**PROMPT:**
Please gather and copy every line below that contains the string "person". Case counts.

□ □ □ □

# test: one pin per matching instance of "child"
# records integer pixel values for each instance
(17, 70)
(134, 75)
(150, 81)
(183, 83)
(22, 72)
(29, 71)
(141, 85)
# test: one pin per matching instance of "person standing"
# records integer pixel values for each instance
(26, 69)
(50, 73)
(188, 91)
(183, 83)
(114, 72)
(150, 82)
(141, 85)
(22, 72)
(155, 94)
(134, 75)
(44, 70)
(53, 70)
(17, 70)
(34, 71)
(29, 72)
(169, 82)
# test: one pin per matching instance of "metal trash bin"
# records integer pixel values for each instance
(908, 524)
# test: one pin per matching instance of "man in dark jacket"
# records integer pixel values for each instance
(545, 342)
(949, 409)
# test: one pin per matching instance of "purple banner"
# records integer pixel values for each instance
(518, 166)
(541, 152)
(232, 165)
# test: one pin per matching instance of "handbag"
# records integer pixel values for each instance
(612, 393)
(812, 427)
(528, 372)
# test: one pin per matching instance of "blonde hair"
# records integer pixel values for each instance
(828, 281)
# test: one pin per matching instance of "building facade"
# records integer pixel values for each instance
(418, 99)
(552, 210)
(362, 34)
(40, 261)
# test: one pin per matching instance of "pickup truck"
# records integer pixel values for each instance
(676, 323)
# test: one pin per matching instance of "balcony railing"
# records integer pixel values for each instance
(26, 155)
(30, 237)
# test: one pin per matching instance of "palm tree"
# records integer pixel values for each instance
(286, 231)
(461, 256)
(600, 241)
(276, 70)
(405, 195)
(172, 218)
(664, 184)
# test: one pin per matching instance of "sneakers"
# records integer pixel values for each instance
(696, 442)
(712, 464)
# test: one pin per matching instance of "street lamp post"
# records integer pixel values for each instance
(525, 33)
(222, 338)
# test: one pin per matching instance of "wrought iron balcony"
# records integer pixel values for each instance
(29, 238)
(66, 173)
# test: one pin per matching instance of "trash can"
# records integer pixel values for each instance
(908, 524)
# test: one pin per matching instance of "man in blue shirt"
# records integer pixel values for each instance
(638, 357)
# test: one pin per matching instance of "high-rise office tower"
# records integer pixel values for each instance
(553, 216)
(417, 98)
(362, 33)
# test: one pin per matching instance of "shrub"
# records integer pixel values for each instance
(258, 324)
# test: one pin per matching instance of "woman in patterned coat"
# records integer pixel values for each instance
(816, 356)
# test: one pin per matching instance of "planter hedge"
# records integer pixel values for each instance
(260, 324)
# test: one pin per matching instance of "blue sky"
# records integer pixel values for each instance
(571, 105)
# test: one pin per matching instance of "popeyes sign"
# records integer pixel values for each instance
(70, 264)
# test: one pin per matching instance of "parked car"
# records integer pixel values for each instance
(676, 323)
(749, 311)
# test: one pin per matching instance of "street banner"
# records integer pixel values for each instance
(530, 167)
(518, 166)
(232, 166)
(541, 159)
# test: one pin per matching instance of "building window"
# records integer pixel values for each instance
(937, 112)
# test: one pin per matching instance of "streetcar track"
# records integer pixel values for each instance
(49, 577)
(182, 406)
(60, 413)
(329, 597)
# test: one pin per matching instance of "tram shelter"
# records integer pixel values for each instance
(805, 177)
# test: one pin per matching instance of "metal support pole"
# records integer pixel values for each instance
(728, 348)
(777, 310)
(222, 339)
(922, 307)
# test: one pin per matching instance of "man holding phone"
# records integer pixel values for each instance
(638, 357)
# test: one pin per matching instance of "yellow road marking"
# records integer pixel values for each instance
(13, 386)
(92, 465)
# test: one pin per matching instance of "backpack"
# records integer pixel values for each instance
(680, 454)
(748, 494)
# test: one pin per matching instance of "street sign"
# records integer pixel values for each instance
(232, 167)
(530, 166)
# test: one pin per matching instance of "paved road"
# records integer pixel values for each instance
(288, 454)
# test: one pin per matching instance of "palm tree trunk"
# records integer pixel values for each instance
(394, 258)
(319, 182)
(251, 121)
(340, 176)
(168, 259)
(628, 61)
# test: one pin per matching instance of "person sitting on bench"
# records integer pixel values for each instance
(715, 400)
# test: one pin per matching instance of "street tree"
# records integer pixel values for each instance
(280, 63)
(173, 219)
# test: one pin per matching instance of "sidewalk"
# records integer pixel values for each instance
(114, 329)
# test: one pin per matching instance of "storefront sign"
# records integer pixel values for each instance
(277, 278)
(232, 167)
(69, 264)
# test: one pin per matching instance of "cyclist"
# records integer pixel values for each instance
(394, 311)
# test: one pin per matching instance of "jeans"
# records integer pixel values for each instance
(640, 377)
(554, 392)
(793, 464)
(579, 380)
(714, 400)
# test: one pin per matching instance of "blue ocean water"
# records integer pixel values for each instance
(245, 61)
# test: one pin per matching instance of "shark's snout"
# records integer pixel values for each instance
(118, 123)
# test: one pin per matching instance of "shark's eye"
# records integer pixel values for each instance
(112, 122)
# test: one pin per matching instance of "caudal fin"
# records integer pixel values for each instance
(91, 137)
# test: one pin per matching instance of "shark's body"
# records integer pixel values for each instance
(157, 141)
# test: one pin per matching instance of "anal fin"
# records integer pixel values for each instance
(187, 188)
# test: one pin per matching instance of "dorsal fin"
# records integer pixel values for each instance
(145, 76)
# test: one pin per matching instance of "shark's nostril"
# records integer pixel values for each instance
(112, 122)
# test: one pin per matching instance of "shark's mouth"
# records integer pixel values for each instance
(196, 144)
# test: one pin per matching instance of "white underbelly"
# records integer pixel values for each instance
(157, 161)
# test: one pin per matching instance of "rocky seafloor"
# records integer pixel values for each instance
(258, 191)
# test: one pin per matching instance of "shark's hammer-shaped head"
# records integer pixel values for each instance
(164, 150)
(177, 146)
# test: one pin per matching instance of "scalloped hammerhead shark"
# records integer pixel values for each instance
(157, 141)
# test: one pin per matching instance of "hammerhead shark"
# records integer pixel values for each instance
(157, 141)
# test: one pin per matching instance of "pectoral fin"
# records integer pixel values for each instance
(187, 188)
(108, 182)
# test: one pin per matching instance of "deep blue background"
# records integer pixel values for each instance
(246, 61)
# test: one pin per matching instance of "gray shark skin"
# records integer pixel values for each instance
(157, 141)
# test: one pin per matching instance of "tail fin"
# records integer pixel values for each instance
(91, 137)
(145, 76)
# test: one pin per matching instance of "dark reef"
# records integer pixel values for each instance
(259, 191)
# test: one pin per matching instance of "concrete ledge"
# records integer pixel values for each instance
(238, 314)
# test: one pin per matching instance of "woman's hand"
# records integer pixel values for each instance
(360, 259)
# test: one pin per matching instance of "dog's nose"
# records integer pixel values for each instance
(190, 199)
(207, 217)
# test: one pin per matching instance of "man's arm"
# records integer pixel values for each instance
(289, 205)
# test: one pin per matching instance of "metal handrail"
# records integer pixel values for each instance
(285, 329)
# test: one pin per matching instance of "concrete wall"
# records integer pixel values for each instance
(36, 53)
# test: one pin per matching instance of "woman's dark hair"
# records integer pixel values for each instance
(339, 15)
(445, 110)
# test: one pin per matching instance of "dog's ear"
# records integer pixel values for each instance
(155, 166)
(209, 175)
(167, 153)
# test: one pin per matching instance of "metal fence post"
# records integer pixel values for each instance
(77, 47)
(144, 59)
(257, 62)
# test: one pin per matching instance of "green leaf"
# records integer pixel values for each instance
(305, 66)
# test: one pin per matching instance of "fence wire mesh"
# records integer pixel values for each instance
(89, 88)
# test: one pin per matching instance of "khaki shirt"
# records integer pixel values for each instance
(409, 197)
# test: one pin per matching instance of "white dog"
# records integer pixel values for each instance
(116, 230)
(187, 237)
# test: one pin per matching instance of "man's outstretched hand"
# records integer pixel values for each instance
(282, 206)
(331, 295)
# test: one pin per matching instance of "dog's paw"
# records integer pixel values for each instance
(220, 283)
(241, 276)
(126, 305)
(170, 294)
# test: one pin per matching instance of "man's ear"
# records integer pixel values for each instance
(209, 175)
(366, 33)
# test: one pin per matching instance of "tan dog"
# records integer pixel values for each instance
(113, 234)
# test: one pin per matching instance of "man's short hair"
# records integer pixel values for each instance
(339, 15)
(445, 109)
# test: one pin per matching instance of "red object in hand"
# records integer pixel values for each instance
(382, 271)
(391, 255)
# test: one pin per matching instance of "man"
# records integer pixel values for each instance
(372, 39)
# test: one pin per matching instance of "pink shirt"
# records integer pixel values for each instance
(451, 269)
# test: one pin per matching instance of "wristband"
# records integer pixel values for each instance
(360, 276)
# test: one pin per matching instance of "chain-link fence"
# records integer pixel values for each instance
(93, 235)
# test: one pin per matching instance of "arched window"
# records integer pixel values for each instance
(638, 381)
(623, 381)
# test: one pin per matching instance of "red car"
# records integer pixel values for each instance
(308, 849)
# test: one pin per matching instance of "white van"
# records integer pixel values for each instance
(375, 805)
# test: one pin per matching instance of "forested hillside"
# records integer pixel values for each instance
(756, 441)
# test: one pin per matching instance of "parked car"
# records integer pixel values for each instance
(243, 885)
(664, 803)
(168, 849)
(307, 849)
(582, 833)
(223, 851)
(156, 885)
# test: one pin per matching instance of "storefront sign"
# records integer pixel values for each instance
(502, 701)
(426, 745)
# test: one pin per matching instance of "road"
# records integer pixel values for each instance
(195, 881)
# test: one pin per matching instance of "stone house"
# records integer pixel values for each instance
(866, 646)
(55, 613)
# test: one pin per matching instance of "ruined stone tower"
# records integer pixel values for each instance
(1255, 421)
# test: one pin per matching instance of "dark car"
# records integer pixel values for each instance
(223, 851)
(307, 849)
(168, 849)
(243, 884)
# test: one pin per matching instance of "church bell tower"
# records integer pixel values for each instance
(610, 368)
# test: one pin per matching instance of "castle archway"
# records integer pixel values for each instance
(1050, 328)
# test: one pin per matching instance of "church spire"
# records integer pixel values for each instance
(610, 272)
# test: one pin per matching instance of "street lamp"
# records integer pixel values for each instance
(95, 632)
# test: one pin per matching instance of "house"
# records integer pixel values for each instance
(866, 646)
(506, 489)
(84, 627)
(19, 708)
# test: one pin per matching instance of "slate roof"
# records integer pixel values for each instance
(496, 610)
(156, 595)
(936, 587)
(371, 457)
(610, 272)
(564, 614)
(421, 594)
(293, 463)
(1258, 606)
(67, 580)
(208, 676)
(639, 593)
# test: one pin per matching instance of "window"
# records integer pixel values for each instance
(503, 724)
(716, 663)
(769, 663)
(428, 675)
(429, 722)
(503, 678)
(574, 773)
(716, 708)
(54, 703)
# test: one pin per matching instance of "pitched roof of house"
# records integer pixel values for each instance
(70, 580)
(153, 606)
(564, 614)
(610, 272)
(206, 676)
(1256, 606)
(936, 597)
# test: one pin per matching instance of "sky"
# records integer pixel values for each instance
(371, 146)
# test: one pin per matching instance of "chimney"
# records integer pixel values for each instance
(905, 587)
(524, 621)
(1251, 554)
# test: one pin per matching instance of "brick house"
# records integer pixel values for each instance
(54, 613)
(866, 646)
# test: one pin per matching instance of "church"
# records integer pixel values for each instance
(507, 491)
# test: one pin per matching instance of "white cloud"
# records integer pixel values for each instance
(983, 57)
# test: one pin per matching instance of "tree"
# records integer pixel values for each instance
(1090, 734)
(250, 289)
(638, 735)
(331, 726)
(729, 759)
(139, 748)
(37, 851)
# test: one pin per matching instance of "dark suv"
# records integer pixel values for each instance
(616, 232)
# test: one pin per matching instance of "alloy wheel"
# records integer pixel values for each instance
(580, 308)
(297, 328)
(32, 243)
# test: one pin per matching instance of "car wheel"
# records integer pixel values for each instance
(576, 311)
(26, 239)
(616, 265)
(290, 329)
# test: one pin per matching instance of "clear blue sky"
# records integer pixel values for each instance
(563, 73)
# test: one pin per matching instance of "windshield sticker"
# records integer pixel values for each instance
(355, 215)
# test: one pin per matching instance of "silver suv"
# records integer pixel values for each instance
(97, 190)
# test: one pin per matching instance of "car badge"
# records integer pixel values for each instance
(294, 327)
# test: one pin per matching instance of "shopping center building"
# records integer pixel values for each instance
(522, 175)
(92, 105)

□ □ □ □

**TASK OUTPUT:**
# test: one pin per matching instance of "person standing"
# test: one pin per matching instance of "person sitting on bench"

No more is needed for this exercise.